- [Action item]: Quote every one of the records below verbatim, line for line.

- [Records for the exercise]:
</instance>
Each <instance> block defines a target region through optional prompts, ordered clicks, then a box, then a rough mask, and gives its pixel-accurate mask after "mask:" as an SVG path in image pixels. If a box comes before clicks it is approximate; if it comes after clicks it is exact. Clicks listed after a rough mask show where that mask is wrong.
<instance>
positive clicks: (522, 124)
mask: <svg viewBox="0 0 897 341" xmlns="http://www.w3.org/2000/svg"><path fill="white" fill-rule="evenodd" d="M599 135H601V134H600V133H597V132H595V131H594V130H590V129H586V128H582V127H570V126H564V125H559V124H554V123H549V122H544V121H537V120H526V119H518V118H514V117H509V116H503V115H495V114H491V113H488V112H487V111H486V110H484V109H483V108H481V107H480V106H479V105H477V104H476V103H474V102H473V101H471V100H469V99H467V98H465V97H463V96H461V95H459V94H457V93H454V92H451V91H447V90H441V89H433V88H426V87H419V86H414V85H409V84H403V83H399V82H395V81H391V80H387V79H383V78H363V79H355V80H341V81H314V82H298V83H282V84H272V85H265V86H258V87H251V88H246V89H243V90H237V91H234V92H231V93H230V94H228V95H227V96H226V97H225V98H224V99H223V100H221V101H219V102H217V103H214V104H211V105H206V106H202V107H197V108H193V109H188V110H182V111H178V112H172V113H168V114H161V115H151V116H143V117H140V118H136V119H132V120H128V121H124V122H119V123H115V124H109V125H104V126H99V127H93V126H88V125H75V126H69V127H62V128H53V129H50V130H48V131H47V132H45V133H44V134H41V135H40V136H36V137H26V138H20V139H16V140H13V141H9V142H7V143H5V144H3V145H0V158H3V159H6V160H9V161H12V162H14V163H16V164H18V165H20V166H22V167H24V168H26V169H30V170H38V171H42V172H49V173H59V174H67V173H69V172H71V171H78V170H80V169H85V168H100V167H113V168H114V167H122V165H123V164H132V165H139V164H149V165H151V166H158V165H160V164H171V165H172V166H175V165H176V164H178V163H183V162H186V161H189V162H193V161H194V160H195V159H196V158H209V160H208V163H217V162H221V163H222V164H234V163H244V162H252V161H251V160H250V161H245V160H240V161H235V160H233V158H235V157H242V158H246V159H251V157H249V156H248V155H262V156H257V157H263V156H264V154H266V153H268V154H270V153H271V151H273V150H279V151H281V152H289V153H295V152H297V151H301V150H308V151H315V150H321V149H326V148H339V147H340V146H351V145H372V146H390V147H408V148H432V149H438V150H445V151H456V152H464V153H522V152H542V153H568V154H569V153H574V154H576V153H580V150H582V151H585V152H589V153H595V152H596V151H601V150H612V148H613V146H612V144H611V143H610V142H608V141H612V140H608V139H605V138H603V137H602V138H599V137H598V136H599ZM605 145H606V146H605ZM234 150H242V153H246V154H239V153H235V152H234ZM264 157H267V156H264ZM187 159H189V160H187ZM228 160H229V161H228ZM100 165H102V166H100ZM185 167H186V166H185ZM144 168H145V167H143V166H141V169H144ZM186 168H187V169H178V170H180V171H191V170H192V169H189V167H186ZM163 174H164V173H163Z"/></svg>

- [Reply]:
</instance>
Each <instance> block defines a target region through optional prompts, ordered clicks, then a box, then a rough mask, and gives its pixel-accurate mask after "mask:" as an SVG path in image pixels. If a box comes before clicks it is approximate; if it comes after clicks it is exact. Clicks listed after a rough mask show where that mask is wrong.
<instance>
positive clicks: (522, 124)
mask: <svg viewBox="0 0 897 341" xmlns="http://www.w3.org/2000/svg"><path fill="white" fill-rule="evenodd" d="M599 135H601V134H600V133H597V132H595V131H594V130H590V129H586V128H582V127H570V126H564V125H559V124H554V123H549V122H544V121H537V120H526V119H518V118H514V117H509V116H503V115H495V114H491V113H488V112H487V111H486V110H484V109H483V108H481V107H480V106H479V105H477V104H476V103H474V102H473V101H471V100H469V99H467V98H465V97H463V96H461V95H459V94H457V93H454V92H451V91H447V90H441V89H433V88H426V87H419V86H414V85H409V84H403V83H399V82H395V81H391V80H387V79H383V78H363V79H355V80H341V81H314V82H298V83H282V84H272V85H265V86H258V87H251V88H246V89H243V90H237V91H234V92H231V93H230V94H228V95H227V96H226V97H225V98H224V99H223V100H221V101H219V102H217V103H214V104H211V105H206V106H202V107H197V108H193V109H188V110H182V111H178V112H172V113H168V114H161V115H151V116H143V117H140V118H136V119H132V120H128V121H124V122H119V123H115V124H109V125H104V126H99V127H93V126H88V125H75V126H69V127H62V128H53V129H50V130H48V131H47V132H45V133H44V134H41V135H40V136H36V137H26V138H20V139H16V140H13V141H9V142H7V143H5V144H3V145H0V158H3V159H6V160H9V161H12V162H14V163H16V164H18V165H20V166H22V167H24V168H26V169H30V170H38V171H42V172H49V173H59V174H67V173H69V172H71V171H78V170H80V169H85V168H100V167H113V168H114V167H122V165H123V164H132V165H139V164H149V165H151V166H158V165H160V164H171V165H172V166H175V165H176V164H178V163H183V162H186V161H189V162H193V161H194V160H195V159H196V158H209V160H208V163H217V162H221V163H222V164H234V163H244V162H252V161H251V160H250V161H245V160H240V161H235V160H233V158H235V157H242V158H246V159H251V157H249V156H248V155H262V156H257V157H263V156H264V154H266V153H268V154H270V153H271V151H273V150H279V151H281V152H289V153H295V152H297V151H301V150H308V151H315V150H321V149H326V148H339V147H340V146H351V145H372V146H390V147H408V148H432V149H438V150H445V151H456V152H464V153H522V152H542V153H568V154H569V153H574V154H576V153H580V150H582V151H585V152H589V153H595V152H596V151H601V150H612V148H613V146H612V144H611V143H610V142H608V141H612V140H608V139H605V138H603V137H602V138H599V137H598V136H599ZM605 145H606V146H605ZM234 150H242V153H246V154H239V153H235V152H234ZM264 157H267V156H264ZM187 159H189V160H187ZM228 160H229V161H228ZM100 165H102V166H100ZM185 167H186V166H185ZM144 168H145V167H143V166H141V169H144ZM186 168H187V169H178V170H180V171H191V170H192V169H189V167H186ZM163 174H164V173H163Z"/></svg>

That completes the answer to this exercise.